= What the task asks =
Reproduce the lines below word for word, changing nothing.

[Dataset excerpt]
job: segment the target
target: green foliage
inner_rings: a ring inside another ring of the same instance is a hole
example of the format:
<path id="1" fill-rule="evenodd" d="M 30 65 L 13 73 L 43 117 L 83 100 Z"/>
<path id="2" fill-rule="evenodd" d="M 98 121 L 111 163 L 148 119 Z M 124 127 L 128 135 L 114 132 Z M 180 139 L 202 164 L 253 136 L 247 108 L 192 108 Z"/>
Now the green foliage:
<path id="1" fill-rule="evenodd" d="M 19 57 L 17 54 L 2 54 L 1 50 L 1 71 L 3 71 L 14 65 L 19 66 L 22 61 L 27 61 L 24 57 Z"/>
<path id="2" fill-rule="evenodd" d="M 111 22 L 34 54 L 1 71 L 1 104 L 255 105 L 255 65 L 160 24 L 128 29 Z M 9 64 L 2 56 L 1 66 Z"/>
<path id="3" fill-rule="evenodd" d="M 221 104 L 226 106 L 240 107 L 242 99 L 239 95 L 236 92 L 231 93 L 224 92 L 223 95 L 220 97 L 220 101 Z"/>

= Correct answer =
job: segment the target
target: green foliage
inner_rings: a ring inside another ring of the same instance is a hole
example of the format:
<path id="1" fill-rule="evenodd" d="M 30 65 L 13 73 L 43 117 L 83 100 Z"/>
<path id="2" fill-rule="evenodd" d="M 98 121 L 111 163 L 148 119 Z M 124 127 L 128 135 L 114 132 Z M 180 139 L 202 164 L 253 136 L 247 108 L 192 108 Z"/>
Now the green foliage:
<path id="1" fill-rule="evenodd" d="M 19 57 L 17 54 L 2 54 L 1 50 L 1 71 L 3 71 L 14 65 L 19 66 L 22 61 L 27 61 L 24 57 Z"/>
<path id="2" fill-rule="evenodd" d="M 111 22 L 34 54 L 1 71 L 1 104 L 255 105 L 255 65 L 160 24 L 128 29 Z M 9 64 L 2 56 L 1 66 Z"/>
<path id="3" fill-rule="evenodd" d="M 221 104 L 226 106 L 240 107 L 242 99 L 239 95 L 236 92 L 231 93 L 224 92 L 223 95 L 220 97 L 220 101 Z"/>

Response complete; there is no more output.